(Saved data entries)
..............................

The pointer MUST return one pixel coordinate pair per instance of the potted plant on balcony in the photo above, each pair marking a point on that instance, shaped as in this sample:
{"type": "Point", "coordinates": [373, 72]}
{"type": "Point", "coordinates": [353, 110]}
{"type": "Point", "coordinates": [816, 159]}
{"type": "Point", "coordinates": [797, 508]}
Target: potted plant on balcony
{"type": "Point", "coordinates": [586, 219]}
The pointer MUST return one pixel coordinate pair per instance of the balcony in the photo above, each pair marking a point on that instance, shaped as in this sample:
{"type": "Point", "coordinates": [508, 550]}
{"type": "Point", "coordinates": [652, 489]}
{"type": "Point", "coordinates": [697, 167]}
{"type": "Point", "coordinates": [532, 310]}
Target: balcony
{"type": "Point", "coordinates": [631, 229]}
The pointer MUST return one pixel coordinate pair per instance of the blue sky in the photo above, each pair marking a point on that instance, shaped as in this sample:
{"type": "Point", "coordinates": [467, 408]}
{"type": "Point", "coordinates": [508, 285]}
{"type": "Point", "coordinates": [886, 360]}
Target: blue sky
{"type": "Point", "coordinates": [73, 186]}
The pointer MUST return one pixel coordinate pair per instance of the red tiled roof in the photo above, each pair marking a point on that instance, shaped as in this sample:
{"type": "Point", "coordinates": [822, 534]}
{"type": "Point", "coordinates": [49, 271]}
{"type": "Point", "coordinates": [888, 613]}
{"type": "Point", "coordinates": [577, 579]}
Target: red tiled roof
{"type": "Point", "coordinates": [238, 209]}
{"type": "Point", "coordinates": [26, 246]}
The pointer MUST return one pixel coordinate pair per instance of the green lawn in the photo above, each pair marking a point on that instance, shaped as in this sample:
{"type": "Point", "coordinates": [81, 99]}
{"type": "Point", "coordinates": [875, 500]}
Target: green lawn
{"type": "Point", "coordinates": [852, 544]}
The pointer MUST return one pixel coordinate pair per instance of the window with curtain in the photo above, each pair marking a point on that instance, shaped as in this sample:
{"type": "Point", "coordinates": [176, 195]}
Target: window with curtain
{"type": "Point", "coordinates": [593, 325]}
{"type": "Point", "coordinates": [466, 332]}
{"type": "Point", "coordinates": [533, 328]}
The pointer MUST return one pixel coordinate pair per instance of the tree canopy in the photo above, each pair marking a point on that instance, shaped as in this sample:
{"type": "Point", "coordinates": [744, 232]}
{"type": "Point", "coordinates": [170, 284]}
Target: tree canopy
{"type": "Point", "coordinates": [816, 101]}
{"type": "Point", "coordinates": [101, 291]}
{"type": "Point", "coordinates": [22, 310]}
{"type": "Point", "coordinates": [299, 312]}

..............................

What to do: Could you rewrite the lines above as a numbered list, skipping any blank lines?

Task output:
1. The pointer MUST return one pixel coordinate pair per instance of the potted plant on balcony in the photo above, each pair marking a point on that instance, shaped as in this sample:
2. {"type": "Point", "coordinates": [373, 72]}
3. {"type": "Point", "coordinates": [353, 110]}
4. {"type": "Point", "coordinates": [816, 159]}
5. {"type": "Point", "coordinates": [797, 508]}
6. Target: potted plant on balcony
7. {"type": "Point", "coordinates": [586, 219]}
8. The pointer MUST return one pixel coordinate pair per instance of the balcony in the photo above, each pair marking a point on that instance, shaped as in this sample:
9. {"type": "Point", "coordinates": [508, 550]}
10. {"type": "Point", "coordinates": [652, 489]}
11. {"type": "Point", "coordinates": [697, 167]}
12. {"type": "Point", "coordinates": [532, 310]}
13. Target: balcony
14. {"type": "Point", "coordinates": [631, 229]}
15. The pointer MUST return one pixel coordinate pair per instance of the blue sky in the photo above, each pair marking a point on that instance, shaped as in this sample:
16. {"type": "Point", "coordinates": [467, 408]}
17. {"type": "Point", "coordinates": [508, 285]}
18. {"type": "Point", "coordinates": [886, 360]}
19. Target: blue sky
20. {"type": "Point", "coordinates": [73, 186]}
21. The pointer MUST return one pixel coordinate pair per instance of the red tiled roof in the photo above, each pair marking a point on that instance, shaped as in this sample:
22. {"type": "Point", "coordinates": [822, 534]}
23. {"type": "Point", "coordinates": [49, 271]}
24. {"type": "Point", "coordinates": [888, 613]}
25. {"type": "Point", "coordinates": [577, 579]}
26. Target: red tiled roof
27. {"type": "Point", "coordinates": [238, 209]}
28. {"type": "Point", "coordinates": [26, 246]}
29. The pointer MUST return one pixel coordinate pair per instance of the green lawn in the photo above, each pair marking a point on that instance, shaped as in this sample:
30. {"type": "Point", "coordinates": [81, 99]}
31. {"type": "Point", "coordinates": [875, 500]}
32. Target: green lawn
33. {"type": "Point", "coordinates": [852, 544]}
34. The pointer MUST return one pixel coordinate pair per instance of the window with curtain in the photo above, each pair marking a point on that instance, shaped as in this sample:
35. {"type": "Point", "coordinates": [176, 195]}
36. Target: window with curtain
37. {"type": "Point", "coordinates": [593, 325]}
38. {"type": "Point", "coordinates": [466, 332]}
39. {"type": "Point", "coordinates": [533, 328]}
40. The pointer MUST return one pixel coordinate pair per instance of the tree canopy in the photo above, each pair marking a point on that instance, shaped as in this sample:
41. {"type": "Point", "coordinates": [744, 232]}
42. {"type": "Point", "coordinates": [170, 284]}
43. Target: tree canopy
44. {"type": "Point", "coordinates": [816, 101]}
45. {"type": "Point", "coordinates": [101, 291]}
46. {"type": "Point", "coordinates": [22, 310]}
47. {"type": "Point", "coordinates": [299, 312]}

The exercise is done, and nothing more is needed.